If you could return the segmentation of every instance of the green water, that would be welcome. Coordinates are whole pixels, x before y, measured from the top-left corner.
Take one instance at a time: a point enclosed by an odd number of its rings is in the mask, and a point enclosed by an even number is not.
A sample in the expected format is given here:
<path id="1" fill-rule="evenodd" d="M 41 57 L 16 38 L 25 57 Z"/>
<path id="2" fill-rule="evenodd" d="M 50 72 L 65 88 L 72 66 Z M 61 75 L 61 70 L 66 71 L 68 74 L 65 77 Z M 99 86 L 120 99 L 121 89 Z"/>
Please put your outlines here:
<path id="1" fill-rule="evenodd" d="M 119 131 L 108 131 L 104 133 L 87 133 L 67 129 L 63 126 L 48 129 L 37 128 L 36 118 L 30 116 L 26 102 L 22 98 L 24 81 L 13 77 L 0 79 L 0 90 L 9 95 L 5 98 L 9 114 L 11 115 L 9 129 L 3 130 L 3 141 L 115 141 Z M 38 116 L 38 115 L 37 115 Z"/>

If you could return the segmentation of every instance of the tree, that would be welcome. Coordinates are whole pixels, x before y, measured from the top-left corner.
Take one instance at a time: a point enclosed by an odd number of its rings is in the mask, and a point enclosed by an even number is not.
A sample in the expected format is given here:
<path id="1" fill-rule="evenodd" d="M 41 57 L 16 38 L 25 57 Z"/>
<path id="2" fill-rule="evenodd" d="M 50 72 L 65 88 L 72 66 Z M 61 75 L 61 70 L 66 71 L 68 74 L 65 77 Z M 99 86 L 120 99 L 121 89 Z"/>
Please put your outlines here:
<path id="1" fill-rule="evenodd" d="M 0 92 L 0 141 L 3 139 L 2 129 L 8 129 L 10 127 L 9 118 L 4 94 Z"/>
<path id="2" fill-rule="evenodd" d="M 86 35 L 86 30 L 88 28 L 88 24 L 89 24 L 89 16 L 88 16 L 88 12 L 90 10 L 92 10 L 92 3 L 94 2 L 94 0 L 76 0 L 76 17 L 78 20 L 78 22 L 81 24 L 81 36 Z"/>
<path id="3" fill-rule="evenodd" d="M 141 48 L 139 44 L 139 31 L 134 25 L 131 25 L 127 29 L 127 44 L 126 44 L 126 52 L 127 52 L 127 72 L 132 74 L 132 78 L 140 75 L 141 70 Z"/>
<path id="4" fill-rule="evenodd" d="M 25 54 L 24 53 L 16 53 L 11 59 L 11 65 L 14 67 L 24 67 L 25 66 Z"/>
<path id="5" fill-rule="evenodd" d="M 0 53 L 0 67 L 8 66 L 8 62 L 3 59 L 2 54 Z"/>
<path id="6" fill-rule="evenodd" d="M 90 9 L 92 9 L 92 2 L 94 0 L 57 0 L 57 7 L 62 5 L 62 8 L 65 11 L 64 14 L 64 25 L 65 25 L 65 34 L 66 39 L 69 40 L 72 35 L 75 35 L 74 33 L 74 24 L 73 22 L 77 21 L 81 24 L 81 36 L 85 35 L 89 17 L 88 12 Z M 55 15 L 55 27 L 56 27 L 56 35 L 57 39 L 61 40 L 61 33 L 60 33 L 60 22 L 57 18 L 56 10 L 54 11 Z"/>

■ WHAT YOU ARE ASKED TO DO ■
Echo back every line of the records above, word for word and in the same order.

■ RESULT FOR THIS EXERCISE ■
If you could return the segmentation of every instance of the green water, that would be welcome. Coordinates are whole pixels, x before y, measured from the top-left corner.
Take one instance at a time: a point enclosed by an odd number of its rings is in the mask, and a point enclosed by an even number is not.
A sample in the expected format is given here:
<path id="1" fill-rule="evenodd" d="M 41 57 L 16 38 L 25 57 Z"/>
<path id="2" fill-rule="evenodd" d="M 50 72 L 65 88 L 72 66 Z M 61 75 L 61 70 L 66 71 L 68 74 L 65 77 Z M 99 86 L 120 99 L 121 89 Z"/>
Please put your outlines here:
<path id="1" fill-rule="evenodd" d="M 119 131 L 108 131 L 104 133 L 87 133 L 67 129 L 63 126 L 48 129 L 37 128 L 36 118 L 30 116 L 26 102 L 22 98 L 24 81 L 13 77 L 0 79 L 0 90 L 9 95 L 5 98 L 9 114 L 11 115 L 9 129 L 3 130 L 3 141 L 115 141 Z M 38 116 L 38 115 L 37 115 Z"/>

If you could return the segmentation of every instance of the tree, that would be welcome. Coordinates are whole pixels, x before y, measured from the top-left corner.
Take one instance at a time: a point enclosed by an odd number of its rings is in the mask, and a point enclosed by an even number is not.
A sample in the expected format is given here:
<path id="1" fill-rule="evenodd" d="M 41 57 L 16 38 L 25 57 Z"/>
<path id="2" fill-rule="evenodd" d="M 50 72 L 65 88 L 72 66 Z M 61 75 L 61 70 L 66 71 L 68 74 L 65 77 Z M 99 86 L 120 99 L 121 89 Z"/>
Please put your outlines here:
<path id="1" fill-rule="evenodd" d="M 0 92 L 0 141 L 3 139 L 2 129 L 8 129 L 10 127 L 9 118 L 4 94 Z"/>
<path id="2" fill-rule="evenodd" d="M 86 35 L 86 30 L 88 28 L 88 24 L 89 24 L 89 16 L 88 16 L 88 12 L 90 10 L 92 10 L 92 3 L 94 2 L 94 0 L 76 0 L 76 17 L 78 20 L 78 22 L 81 24 L 81 36 Z"/>
<path id="3" fill-rule="evenodd" d="M 141 48 L 139 44 L 139 31 L 134 25 L 131 25 L 127 29 L 127 44 L 126 44 L 126 52 L 127 52 L 127 72 L 132 74 L 132 78 L 140 75 L 141 70 Z"/>
<path id="4" fill-rule="evenodd" d="M 25 54 L 24 53 L 16 53 L 11 59 L 11 65 L 14 67 L 24 67 L 25 66 Z"/>
<path id="5" fill-rule="evenodd" d="M 0 53 L 0 67 L 8 66 L 8 62 L 3 59 L 2 54 Z"/>
<path id="6" fill-rule="evenodd" d="M 90 9 L 92 9 L 92 2 L 94 0 L 57 0 L 57 7 L 62 5 L 62 8 L 65 11 L 64 14 L 64 25 L 65 25 L 65 34 L 66 39 L 69 40 L 72 35 L 75 35 L 74 33 L 74 24 L 73 22 L 77 21 L 81 24 L 81 36 L 85 35 L 89 17 L 88 12 Z M 55 15 L 55 27 L 56 27 L 56 35 L 57 39 L 61 40 L 61 33 L 60 33 L 60 22 L 57 18 L 56 10 L 54 11 Z"/>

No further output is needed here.